◆ Document ◆

((

MXB341 Statistical Inference
“It is a capital mistake to theorise before one has data. Insensibly one begins to twist facts to suit theories, instead of theories to suit facts.”
— Sherlock Holmes
Week 1: Estimating Paramters
Statistics, or particularly statistical inference, is how we connect our observations of the real world to probabilistic models we construct to model observable phenomena. The term inference encompasses a variety of activities. Last week, we began with the most basic part of inference, estimating the values for our probabilistic models’ parameters. We learned three basic approaches: least-squares, the method of moments, and maximum likelihood. Each of these has its strength and weaknesses, but each can be useful in different situations.
Methods for Estimating Parameters
Least Squares
Method: Minimise the squared point-wise distance between the expected value and the observed data by defining the objective function \[ \begin{align} Q(\theta,\mathbf{y})&= \sum_{i=1}^{n}\left( y_{i} - \operatorname{E}(Y)\right)^2\\ &=\sum_{i=1}^{n}\left( y_{i} - g(\theta)\right)^2\\ \end{align} \] minimising this function with respect to \(\theta\) \[ \hat{\theta}_{LS} = \text{arg min}_{\theta} \sum_{i=1}^{n}\left( y_{i} - \operatorname{E}(Y)\right)^2 \] results in the least squared estimator for \(\theta\), \(\hat{\theta}_{LS}\).
Method of Moments
Method: Substitute the sample moments based on the data for the theoretical moments (as functions of the parameters) and solve for the parameters.
The theoretical moments for the density function \(f(x;\theta)\) are \[ \begin{aligned} \mu_1(\theta) & = \int_{-\infty}^{\infty}xf(x;\theta)dx\\ \mu_2(\theta) & = \int_{-\infty}^{\infty}x^2f(x;\theta)dx\\ \vdots & \\ \mu_k(\theta) & = \int_{-\infty}^{\infty}x^kf(x;\theta)dx. \end{aligned} \] The sample moments based on the data are \[ \begin{aligned} m_1 & = & \frac{1}{n}\sum_{i = 1}^nx_i\\ m_2 & = & \frac{1}{n}\sum_{i = 1}^nx_i^2\\ \vdots & & \\ m_k & = & \frac{1}{n}\sum_{i = 1}^nx_i^k. \end{aligned} \] In the univariate case, we define \[ \mu_k=g(\theta) \] and the sample moment \(m_k\) then the method of moments estimator for \(\theta\) is \[ \hat{\theta}_{MM}=g^{-1}(m_k). \]
Given a vector of parameters \(\boldsymbol{\theta}=\theta_1,\theta_2,\ldots,\theta_p\), the corresponding moments \[ \begin{align} \mu_1& = g_1(\mathbf{\theta})\\ \vdots & \\ \mu_p & = g_p(\mathbf{\theta}) \end{align} \] yield a system of equations to solve to find the method of moments estimators.

))

◆ Dataset rows ◆
((

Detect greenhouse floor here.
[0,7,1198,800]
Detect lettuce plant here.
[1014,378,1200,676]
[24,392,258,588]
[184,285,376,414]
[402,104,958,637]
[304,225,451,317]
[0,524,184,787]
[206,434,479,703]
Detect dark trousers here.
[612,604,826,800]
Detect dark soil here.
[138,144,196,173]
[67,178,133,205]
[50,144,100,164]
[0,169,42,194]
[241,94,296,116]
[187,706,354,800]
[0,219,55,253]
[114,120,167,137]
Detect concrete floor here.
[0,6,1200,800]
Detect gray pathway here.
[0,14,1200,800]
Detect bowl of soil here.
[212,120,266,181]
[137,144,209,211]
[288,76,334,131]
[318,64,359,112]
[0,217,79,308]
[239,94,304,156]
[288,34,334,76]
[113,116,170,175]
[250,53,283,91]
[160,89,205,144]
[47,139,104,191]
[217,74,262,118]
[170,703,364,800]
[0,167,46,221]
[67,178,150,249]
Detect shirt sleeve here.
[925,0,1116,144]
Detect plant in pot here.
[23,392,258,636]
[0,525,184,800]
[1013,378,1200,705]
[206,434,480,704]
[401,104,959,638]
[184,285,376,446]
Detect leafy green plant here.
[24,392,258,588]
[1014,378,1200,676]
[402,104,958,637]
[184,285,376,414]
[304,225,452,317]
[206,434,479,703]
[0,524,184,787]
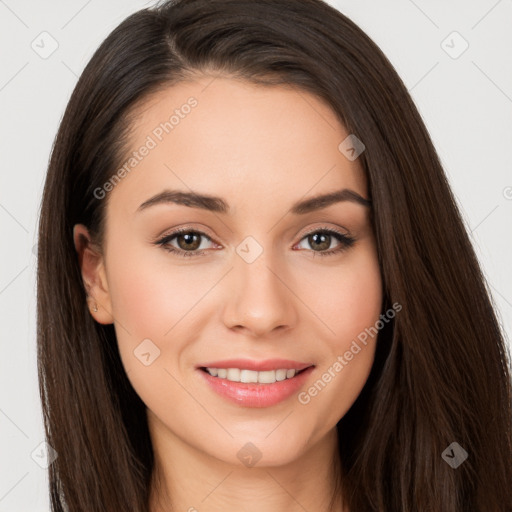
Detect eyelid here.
[153,225,356,256]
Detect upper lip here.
[197,359,313,372]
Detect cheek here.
[298,248,382,422]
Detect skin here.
[74,76,382,512]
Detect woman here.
[38,0,512,512]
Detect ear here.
[73,224,114,325]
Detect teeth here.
[206,368,298,384]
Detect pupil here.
[311,233,329,249]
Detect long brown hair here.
[37,0,512,512]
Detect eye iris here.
[176,233,201,250]
[309,233,331,249]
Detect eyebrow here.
[137,188,372,215]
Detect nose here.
[222,251,300,338]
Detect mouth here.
[196,360,315,408]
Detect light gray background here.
[0,0,512,512]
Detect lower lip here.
[198,366,314,407]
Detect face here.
[75,77,382,465]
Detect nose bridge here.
[224,236,295,334]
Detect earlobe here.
[73,224,113,325]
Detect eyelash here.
[154,227,356,257]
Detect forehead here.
[107,76,367,214]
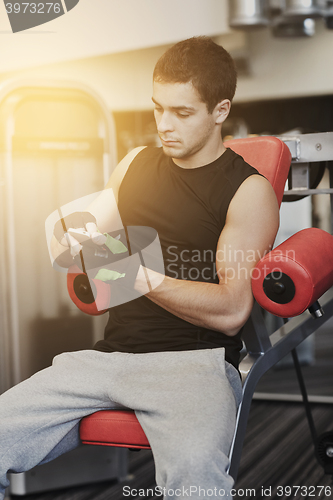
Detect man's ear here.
[214,99,231,124]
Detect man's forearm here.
[135,267,253,335]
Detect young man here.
[0,37,278,499]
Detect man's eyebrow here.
[151,97,195,111]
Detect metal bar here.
[229,288,333,479]
[283,188,333,196]
[291,349,317,446]
[278,132,333,162]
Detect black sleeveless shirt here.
[95,148,258,367]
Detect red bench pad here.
[80,410,150,449]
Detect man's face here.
[152,82,224,167]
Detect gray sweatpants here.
[0,348,241,500]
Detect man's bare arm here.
[136,175,279,336]
[51,147,144,267]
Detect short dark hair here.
[153,36,237,113]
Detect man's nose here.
[157,112,173,134]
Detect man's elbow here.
[221,295,253,337]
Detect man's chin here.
[162,144,184,158]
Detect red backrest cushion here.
[224,136,291,205]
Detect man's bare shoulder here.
[106,146,146,199]
[227,175,279,221]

))

◆ Requirements ◆
Copy the statistical inference notes, beginning at "MXB341 Statistical Inference" and stopping after "in different situations.", and switch "probabilistic models" to "statistical models" wherever it occurs. The rows are material separate from the statistical inference notes.

◆ Response to this exercise ◆
MXB341 Statistical Inference
“It is a capital mistake to theorise before one has data. Insensibly one begins to twist facts to suit theories, instead of theories to suit facts.”
— Sherlock Holmes
Week 1: Estimating Paramters
Statistics, or particularly statistical inference, is how we connect our observations of the real world to statistical models we construct to model observable phenomena. The term inference encompasses a variety of activities. Last week, we began with the most basic part of inference, estimating the values for our statistical models’ parameters. We learned three basic approaches: least-squares, the method of moments, and maximum likelihood. Each of these has its strength and weaknesses, but each can be useful in different situations.